Fahre mit dem Text über die Finanzierung der Staatsverschuldung aus Sicht der Modern Monetary Theory fort, unmittelbar nach seinem letzten Satz.

Vorliegender Text:
________________
Versuch einer „richtigen“ Antwort auf eine „falsche“ Frage aus Sicht der Modern Monetary Theory
Das Jahr 2020 war geprägt von der COVID-19-Pandemie und ihren wirtschaftlichen Folgen. In Deutschland stiegen staatliches Defizit sowie die Schuldenquote infolge des Rückgangs der Wirtschaftsleistung auf geschätzt 5 % bzw. 75 % des BIP an. Um die wirtschaftliche Erholung von der Pandemie nicht durch die Rückkehr zu einem rigiden Sparkurs zu gefährden, ist es jetzt von besonderer Bedeutung, sich von falschen Vorstellungen bezüglich der Finanzierung sowie der Nachhaltigkeit staatlicher Ausgabenüberschüsse zu verabschieden. Nur so können die Weichen für eine Wirtschaftspolitik des 21. Jahrhunderts richtig gestellt werden.
Die Frage der Finanzierung der Staatsverschuldung zielt darauf ab, ob der Anstieg der Schulden langfristig zu einem Problem werden könnte, sofern man die Schulden in Zukunft nicht zurückzahlen bzw. durch neue Schulden ersetzen kann. Dieses Denken basiert im Kern auf der Theorie, nach der sich ein Staat finanzieren kann, indem er 1. Steuern einnimmt, 2. Staatsanleihen emittiert oder 3. seine Ausgaben von der Zentralbank bezahlen lässt. Allerdings sichert lediglich Fall 1 in der klassischen Theorie eine (langfristig) nachhaltige Staatsfinanzierung. Fall 2 kann bei zu hohen Ausgaben zu einem explosiven Pfad der Staatsschuldenquote führen. Bei steigender Schuldenquote würden private Investor:innen immer höhere Zinsen verlangen, die durch eine weitere Schuldenaufnahme gedeckt werden müssten. Wird eine Zahlungsunfähigkeit befürchtet, wird der Staat kein Geld mehr bekommen und eine Insolvenz wäre unausweichlich. Die Finanzierung über die Zentralbank (Fall 3) würde angeblich zu einer sicheren Hyperinflation führen.
________________
Datenauszüge:
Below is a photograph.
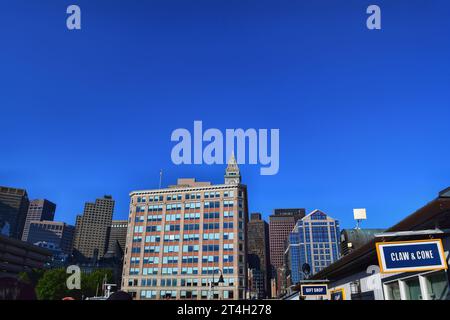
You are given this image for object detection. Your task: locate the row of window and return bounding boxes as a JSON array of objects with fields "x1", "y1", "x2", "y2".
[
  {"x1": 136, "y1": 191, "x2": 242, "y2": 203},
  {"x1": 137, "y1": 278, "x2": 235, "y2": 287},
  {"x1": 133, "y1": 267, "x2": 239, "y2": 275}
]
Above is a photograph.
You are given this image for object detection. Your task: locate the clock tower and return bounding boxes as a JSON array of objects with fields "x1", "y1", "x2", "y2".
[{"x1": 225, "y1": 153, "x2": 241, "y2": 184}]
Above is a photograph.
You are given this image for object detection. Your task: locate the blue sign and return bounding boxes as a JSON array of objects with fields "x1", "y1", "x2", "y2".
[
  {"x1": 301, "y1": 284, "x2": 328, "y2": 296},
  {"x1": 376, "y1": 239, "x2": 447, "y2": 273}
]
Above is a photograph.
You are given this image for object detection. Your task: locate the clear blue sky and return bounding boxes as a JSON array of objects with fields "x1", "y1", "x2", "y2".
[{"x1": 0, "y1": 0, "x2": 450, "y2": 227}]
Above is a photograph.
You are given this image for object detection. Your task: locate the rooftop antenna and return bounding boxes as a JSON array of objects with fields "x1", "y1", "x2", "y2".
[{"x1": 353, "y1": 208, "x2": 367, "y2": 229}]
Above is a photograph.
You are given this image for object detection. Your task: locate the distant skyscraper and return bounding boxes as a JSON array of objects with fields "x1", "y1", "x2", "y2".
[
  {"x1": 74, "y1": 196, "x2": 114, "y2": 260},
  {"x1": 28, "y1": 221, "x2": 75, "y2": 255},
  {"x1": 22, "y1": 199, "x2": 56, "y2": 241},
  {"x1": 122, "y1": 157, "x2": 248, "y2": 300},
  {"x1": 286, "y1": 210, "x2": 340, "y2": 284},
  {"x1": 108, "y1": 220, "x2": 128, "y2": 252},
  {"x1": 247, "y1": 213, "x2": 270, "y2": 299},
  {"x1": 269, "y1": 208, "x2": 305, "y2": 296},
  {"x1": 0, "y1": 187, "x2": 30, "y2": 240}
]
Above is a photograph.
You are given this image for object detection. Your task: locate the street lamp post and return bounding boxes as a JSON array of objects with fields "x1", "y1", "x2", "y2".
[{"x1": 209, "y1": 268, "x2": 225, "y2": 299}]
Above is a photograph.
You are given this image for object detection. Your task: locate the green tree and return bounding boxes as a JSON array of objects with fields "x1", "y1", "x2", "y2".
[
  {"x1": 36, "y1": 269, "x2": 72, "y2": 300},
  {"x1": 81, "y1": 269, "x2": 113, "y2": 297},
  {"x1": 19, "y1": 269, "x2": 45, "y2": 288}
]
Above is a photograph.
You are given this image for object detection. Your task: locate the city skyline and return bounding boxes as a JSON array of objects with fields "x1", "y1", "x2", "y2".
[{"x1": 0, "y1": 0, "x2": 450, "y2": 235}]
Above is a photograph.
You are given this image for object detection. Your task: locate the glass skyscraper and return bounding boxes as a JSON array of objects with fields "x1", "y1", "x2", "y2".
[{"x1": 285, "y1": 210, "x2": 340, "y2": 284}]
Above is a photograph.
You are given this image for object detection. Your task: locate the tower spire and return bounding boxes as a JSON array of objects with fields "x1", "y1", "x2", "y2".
________________
Antwort:
Heute wissen wir, dass die Verdreifachung des staatlichen Defizits der USA von etwa 1 Billion US-$ (2019) auf 3 Billionen US-$ (2020) jedoch völlig reibungslos verlief. Das staatliche Defizit der USA im zweiten Quartal 2020 betrug dabei 27,5 %. Die Verzinsung von Staatsanleihen fiel, die Inflation blieb niedrig und der Außenwert des US-Dollars nahm zu. Offenbar hat der Anstieg der Staatsverschuldung zu keinem der befürchteten Probleme geführt.
Diese Entwicklung steht im Einklang mit den Ideen der Modern Monetary Theory (MMT). Sie sieht das staatliche Defizit als eine rein statistische Größe an, die das Ergebnis der wirtschaftlichen Aktivitäten ist und daher nicht zur Zielgröße gemacht werden sollte. Dies gilt auch, weil der Staat die ihm zufließenden Steuereinnahmen ohnehin nicht direkt kontrollieren kann. In der Corona-Pandemie fielen diese deutlich geringer aus als erwartet wurde.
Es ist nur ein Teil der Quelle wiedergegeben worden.